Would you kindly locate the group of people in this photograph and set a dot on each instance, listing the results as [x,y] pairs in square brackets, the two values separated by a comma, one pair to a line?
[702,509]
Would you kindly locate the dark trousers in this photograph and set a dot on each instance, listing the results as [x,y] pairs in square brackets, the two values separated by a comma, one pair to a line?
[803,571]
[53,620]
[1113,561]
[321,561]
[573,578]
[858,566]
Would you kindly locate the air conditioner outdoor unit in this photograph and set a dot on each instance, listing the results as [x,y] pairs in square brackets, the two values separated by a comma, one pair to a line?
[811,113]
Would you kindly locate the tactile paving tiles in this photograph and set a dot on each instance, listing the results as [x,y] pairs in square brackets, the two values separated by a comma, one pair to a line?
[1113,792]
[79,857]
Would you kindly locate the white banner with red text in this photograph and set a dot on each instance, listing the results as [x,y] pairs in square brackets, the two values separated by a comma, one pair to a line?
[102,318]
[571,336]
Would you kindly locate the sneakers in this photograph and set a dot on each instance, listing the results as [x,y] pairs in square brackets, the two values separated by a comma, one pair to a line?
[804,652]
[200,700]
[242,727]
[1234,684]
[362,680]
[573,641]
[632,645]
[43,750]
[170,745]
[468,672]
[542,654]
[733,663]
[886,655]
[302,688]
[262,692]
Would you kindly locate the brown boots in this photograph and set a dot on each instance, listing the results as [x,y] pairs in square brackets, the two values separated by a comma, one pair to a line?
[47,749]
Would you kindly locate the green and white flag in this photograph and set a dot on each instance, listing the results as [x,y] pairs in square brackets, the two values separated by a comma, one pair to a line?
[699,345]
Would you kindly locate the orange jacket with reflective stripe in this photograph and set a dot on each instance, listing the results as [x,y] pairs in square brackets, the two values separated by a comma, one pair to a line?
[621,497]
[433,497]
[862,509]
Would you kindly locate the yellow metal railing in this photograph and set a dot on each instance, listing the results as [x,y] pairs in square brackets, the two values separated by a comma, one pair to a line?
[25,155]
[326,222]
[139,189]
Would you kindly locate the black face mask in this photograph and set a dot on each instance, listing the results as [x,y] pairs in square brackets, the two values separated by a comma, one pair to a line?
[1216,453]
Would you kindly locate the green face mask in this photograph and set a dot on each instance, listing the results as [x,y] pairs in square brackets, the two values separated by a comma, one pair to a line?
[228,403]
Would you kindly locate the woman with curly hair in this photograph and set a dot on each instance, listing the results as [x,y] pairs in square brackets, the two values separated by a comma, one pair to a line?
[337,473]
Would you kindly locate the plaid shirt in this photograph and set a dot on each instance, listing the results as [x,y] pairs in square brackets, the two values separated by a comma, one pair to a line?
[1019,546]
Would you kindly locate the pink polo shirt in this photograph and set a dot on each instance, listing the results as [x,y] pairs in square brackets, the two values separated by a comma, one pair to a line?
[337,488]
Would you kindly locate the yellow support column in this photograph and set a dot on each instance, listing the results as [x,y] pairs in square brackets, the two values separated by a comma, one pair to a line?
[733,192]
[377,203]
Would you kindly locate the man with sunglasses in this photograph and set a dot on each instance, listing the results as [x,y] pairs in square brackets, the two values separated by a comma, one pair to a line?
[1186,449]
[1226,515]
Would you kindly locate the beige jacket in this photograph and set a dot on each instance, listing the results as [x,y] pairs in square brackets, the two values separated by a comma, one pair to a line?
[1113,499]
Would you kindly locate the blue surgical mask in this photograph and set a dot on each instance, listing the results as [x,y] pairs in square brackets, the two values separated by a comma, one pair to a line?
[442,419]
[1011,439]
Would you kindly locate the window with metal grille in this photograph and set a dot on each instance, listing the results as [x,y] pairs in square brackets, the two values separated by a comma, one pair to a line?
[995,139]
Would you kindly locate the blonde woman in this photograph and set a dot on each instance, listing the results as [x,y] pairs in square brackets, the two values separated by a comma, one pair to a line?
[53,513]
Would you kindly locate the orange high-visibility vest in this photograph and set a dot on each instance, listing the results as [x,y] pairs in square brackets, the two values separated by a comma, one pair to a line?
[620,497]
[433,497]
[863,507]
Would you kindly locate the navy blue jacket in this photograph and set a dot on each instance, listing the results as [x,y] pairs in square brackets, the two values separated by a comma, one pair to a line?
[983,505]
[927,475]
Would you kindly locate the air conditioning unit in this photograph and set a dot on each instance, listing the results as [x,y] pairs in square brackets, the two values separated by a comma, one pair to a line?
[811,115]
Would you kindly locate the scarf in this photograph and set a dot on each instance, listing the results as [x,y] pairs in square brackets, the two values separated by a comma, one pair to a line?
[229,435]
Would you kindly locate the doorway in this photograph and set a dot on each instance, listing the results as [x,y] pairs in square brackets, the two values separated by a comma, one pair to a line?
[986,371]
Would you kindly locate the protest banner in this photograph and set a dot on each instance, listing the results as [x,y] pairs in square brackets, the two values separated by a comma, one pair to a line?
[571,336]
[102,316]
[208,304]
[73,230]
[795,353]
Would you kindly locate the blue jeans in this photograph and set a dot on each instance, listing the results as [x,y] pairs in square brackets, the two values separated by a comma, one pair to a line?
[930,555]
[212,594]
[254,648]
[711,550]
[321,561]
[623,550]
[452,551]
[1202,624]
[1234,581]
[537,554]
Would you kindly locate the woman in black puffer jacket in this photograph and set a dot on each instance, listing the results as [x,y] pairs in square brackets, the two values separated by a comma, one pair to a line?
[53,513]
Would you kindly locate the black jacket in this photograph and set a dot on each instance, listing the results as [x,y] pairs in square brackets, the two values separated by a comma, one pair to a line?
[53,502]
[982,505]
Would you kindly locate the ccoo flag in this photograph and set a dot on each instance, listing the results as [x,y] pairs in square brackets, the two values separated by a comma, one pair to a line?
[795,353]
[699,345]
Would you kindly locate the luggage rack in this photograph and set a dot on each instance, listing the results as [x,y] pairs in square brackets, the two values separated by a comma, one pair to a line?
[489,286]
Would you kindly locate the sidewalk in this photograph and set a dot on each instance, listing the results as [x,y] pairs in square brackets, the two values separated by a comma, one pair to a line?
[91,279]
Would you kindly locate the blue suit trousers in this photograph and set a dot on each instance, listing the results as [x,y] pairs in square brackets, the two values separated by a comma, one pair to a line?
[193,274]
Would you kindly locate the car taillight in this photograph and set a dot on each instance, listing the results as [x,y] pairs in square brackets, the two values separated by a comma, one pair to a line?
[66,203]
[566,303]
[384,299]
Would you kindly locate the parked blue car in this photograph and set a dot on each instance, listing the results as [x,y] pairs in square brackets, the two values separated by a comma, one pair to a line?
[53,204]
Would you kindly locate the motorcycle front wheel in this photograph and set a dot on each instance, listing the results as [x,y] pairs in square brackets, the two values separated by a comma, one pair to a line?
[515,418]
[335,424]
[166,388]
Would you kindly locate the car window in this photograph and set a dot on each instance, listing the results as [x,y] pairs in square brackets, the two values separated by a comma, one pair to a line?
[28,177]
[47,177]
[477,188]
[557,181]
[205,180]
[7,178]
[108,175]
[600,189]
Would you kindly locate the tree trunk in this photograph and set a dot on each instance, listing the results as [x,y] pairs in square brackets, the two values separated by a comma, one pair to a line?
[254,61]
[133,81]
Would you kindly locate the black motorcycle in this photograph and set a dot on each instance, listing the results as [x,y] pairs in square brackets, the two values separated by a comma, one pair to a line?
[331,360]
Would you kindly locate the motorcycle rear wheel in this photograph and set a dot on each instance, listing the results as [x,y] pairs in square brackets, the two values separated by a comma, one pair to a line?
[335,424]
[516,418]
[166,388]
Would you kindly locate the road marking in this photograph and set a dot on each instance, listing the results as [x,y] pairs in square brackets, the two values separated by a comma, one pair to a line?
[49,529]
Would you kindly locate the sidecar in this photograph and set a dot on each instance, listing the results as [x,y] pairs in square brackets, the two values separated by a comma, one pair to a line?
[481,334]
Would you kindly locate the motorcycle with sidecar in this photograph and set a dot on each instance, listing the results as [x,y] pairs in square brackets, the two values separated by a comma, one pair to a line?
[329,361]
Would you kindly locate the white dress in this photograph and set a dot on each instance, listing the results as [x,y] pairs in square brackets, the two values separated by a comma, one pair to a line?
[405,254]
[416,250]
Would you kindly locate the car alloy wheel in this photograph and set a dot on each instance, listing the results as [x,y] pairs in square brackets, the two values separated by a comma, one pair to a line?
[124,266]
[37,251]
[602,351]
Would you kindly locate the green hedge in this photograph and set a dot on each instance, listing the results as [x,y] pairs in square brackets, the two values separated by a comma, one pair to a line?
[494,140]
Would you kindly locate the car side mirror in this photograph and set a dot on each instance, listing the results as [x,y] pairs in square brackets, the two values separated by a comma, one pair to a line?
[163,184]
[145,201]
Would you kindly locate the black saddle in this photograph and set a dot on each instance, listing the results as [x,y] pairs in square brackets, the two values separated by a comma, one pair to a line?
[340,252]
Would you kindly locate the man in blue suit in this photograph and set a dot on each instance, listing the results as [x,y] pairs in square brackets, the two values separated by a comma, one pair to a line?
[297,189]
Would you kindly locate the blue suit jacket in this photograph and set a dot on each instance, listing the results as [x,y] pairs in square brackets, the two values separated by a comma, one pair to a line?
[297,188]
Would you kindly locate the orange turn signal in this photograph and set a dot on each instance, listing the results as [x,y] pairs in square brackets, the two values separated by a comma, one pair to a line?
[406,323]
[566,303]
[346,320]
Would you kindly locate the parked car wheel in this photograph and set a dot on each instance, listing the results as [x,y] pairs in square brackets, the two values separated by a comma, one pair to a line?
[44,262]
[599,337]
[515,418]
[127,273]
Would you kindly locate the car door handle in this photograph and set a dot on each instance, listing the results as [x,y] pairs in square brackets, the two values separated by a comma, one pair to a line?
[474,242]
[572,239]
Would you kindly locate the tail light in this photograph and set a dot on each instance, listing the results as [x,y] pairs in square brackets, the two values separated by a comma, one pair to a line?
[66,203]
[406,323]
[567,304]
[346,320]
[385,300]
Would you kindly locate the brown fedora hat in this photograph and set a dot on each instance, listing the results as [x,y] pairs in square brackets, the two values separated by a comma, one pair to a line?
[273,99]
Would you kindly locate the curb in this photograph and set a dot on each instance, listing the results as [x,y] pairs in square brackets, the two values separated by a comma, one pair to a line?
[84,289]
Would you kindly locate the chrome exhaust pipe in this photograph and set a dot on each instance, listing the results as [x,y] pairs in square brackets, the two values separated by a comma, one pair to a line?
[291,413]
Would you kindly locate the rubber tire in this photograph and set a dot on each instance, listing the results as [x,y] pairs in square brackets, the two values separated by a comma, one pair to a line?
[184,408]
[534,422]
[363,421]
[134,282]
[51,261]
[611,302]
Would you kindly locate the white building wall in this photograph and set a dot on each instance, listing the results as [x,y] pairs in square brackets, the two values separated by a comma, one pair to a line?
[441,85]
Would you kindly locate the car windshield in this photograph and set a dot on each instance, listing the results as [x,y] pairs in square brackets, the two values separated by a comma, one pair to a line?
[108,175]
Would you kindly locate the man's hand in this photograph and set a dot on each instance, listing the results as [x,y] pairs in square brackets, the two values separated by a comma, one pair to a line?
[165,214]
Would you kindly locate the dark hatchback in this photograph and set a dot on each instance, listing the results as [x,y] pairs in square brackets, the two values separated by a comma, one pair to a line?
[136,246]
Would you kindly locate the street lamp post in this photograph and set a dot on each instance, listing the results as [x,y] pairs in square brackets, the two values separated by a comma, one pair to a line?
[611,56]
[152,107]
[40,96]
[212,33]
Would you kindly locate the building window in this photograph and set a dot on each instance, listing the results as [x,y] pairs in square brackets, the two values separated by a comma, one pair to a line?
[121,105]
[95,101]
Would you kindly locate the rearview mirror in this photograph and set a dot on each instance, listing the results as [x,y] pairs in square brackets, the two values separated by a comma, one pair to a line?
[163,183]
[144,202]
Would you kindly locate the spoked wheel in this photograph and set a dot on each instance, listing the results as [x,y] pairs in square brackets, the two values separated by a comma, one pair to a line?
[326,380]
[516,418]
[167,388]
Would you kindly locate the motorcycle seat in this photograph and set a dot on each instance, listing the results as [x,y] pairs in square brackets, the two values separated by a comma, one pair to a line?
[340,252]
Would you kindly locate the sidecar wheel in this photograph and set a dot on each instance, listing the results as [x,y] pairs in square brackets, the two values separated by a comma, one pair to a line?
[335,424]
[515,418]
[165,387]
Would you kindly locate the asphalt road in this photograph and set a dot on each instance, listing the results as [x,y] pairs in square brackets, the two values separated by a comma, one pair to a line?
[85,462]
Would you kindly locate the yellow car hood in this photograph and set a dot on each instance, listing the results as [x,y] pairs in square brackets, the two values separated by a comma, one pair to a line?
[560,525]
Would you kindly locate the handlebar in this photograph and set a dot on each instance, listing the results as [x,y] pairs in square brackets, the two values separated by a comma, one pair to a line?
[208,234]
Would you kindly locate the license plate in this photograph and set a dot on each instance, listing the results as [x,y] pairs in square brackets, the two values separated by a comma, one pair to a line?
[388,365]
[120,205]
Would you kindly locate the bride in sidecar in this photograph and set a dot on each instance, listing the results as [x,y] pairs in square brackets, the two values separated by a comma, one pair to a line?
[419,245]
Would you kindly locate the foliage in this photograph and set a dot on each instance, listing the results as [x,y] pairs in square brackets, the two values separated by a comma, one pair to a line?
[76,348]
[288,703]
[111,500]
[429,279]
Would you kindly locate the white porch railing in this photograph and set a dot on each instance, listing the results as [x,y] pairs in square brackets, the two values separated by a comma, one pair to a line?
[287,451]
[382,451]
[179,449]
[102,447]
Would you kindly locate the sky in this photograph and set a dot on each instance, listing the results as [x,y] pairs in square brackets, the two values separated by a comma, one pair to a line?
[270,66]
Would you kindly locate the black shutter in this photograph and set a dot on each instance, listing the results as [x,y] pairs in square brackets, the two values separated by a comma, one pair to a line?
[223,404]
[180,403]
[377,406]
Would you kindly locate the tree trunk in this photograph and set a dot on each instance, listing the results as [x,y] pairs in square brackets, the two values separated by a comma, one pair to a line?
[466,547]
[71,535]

What you should do:
Update the rows starting at the line containing "Would you kindly locate the yellow car" and running through the final row, substituting "place a point" for each "set a dot" and changing nothing else. Output only those lines.

Answer to the problem:
Would you kindly locate the yellow car hood in this photograph and place a point on each instance, listing the results as [x,y] pairs in square brackets, the two values separated by a comma, one pair to a line?
[560,525]
Would you kindly locate the handlebar in this photograph and place a point on each instance, listing the results as [x,y] pairs in square brackets, the two values separated by a comma, one pair to a line?
[208,234]
Would you kindly locate the license plate in this photograph and place a point on each instance, listing the results as [x,y] pairs in square brackets, the two values separated by a comma, one pair to a line?
[388,365]
[120,205]
Would you kindly locate the bride in sidecar in this photograph and place a point on each instance, listing the results as [x,y] pairs in square brackets, the two values separated by a comma, one pair to a line?
[419,245]
Would you kindly locate the foliage in this photograph and place a point on each instance, listing the results as [x,y] pairs in square brackets, the two values separated by a comma, one pair to a line?
[76,348]
[288,703]
[111,500]
[429,279]
Would you kindly locate the white porch railing in this photograph and place a point on each instance, listing the results as [x,y] pairs in square brackets, the two values separated by a comma, one pair to a line?
[287,451]
[382,451]
[179,449]
[102,447]
Would you kindly locate the sky in this photograph and place a point on each instance, listing the results as [x,y] pairs in square brackets, the two values separated by a comma, one pair to a line?
[270,66]
Would you kindly locate the black shutter in this photograph and place a point on each instance, listing the results as [x,y] pairs in square brackets, the two values separated by a comma, one pair to a line?
[223,404]
[180,403]
[377,406]
Would you kindly locate the tree trunk in this photograph and place a point on each instance, listing the results as [x,y] pairs in square brackets, the two values separated by a comma, one pair to a line?
[466,547]
[71,535]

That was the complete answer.